Questions to answer:
**A)** In the passage about the magnetic hydrogel, write out the text from "According to its" up to and including "the team explained.".
**B)** According to the passage about the magnetic hydrogel, each 3D-printed "lollipop" is smaller than what?
**C)** Continue the passage about the magnetic hydrogel, starting after its final sentence.

Excerpt provided:
□ □ □ □ □ □ □
A team of engineers from the Massachusetts Institute of Technology (MIT), the Swiss Federal Institute of Technology of Lausanne (EPFL) and the University of Cincinnati has created a new soft magnetic hydrogel capable of being 3D-printed into microscopic structures.
According to its developers, the new gel enables individual components of one tiny robot to deform and move independently when exposed to an external magnet, unlike earlier magnetic materials that travel as a single unit.
Source: Carlos Portela, et al.
One possible application for these magnetically controlled soft robots — or magno-bots — could be in healthcare where the robot collects tiny medical samples or delivers medicine into the body.
“We can now make a soft, intricate 3D architecture with components that can move and deform in complex ways within the same microscopic structure. For soft microscopic robotics, or stimuli-responsive matter, that could be a game-changing capability,” the team explained.
To demonstrate, the team created tiny 3D-printed “lollipops” composed of a magnetic gel, each of which is smaller than a grain of sand. When a magnet is waved near it, the “lollipops” can rapidly transform into robotic grippers.
□ □ □ □ □ □ □
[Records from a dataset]
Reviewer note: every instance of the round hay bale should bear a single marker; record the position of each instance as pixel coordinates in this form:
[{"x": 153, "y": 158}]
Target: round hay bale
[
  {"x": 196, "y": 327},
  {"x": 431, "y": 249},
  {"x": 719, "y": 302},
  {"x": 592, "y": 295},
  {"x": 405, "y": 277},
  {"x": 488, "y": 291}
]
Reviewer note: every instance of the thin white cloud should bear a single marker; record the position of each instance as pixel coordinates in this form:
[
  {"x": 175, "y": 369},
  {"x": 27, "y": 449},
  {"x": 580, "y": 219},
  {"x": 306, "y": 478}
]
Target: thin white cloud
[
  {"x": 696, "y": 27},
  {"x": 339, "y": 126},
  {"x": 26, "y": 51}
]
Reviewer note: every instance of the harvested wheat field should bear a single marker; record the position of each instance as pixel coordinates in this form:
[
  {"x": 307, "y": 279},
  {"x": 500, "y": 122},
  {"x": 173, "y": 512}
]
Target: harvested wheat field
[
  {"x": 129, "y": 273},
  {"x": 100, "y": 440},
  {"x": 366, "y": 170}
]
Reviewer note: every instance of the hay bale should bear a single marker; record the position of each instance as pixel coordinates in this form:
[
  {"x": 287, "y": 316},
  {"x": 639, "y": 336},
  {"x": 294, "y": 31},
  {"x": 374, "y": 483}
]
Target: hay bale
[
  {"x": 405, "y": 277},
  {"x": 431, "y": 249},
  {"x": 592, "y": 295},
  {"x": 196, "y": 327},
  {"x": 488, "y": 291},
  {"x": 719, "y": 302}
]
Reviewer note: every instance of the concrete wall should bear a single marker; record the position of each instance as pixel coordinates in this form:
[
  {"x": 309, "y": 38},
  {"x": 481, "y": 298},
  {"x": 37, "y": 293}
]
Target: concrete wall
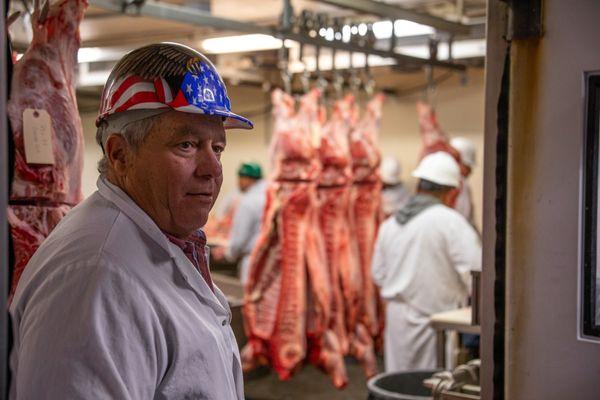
[
  {"x": 460, "y": 113},
  {"x": 544, "y": 358}
]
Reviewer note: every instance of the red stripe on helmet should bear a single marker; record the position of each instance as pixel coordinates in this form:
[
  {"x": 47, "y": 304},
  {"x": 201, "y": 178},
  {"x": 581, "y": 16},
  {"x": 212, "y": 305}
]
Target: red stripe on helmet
[
  {"x": 123, "y": 86},
  {"x": 140, "y": 97}
]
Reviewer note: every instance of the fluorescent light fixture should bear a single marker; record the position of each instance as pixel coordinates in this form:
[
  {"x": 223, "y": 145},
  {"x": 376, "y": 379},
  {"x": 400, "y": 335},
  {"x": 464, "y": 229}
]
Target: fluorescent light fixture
[
  {"x": 403, "y": 28},
  {"x": 330, "y": 34},
  {"x": 383, "y": 29},
  {"x": 342, "y": 61},
  {"x": 95, "y": 54},
  {"x": 242, "y": 43},
  {"x": 462, "y": 49},
  {"x": 346, "y": 33},
  {"x": 362, "y": 29}
]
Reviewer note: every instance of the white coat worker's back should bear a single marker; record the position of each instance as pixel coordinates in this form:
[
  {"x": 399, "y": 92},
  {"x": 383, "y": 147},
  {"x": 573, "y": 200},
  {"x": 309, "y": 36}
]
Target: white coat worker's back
[
  {"x": 423, "y": 267},
  {"x": 245, "y": 227},
  {"x": 426, "y": 263}
]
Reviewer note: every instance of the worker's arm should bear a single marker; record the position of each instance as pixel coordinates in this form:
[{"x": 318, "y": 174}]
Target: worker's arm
[
  {"x": 378, "y": 264},
  {"x": 88, "y": 332},
  {"x": 464, "y": 248}
]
□ □ □ □ □ □ □
Task-by-task outputs:
**A)**
According to its developers, the new gel enables individual components of one tiny robot to deform and move independently when exposed to an external magnet, unlike earlier magnetic materials that travel as a single unit.
Source: Carlos Portela, et al.
One possible application for these magnetically controlled soft robots — or magno-bots — could be in healthcare where the robot collects tiny medical samples or delivers medicine into the body.
“We can now make a soft, intricate 3D architecture with components that can move and deform in complex ways within the same microscopic structure. For soft microscopic robotics, or stimuli-responsive matter, that could be a game-changing capability,” the team explained.

**B)** A grain of sand.

**C)**
To develop such magnetically responsive structures smaller than a millimeter, researchers typically rely on two-photon lithography, which is a high-resolution 3D printing technique that relies on lasers to solidify resin.
The team noted that the standard 3D printing of magnetic materials is complicated because magnetic nanoparticles — which are essentially tiny bits of metal — tend to scatter the laser light and clump together. Such interference tends to reduce the laser’s power and subsequently compromises the structural integrity of the print, thereby rendering it almost impossible to manufacture intricate, functional microdesigns.
As such, the team employed a “double-dip” fabrication process to overcome these printing obstacles, adding magnetic properties following the completion of 3D printing.
First, the team printed a clean polymer microstructure and then immersed it in successive chemical baths to grow iron-oxide nanoparticles within the gel.
Additionally, the gel’s density can be regulated by adjusting the laser power during the initial printing. Specifically, a tighter gel absorbs fewer ions, thus allowing for the precise tuning of the magnetism of individual parts within one microscopic robot.
During trials, the 3D-printed “lollipop” structures were magnetized to assorted levels. When a simple refrigerator magnet was exposed to these individual components, they reacted with different strengths, enabling the network of lollipops to synchronize their movements.
These synchronized movements mimicked the movement of gripping fingers, thereby proving these microscopic structures can operate as remotely controlled robotic tools.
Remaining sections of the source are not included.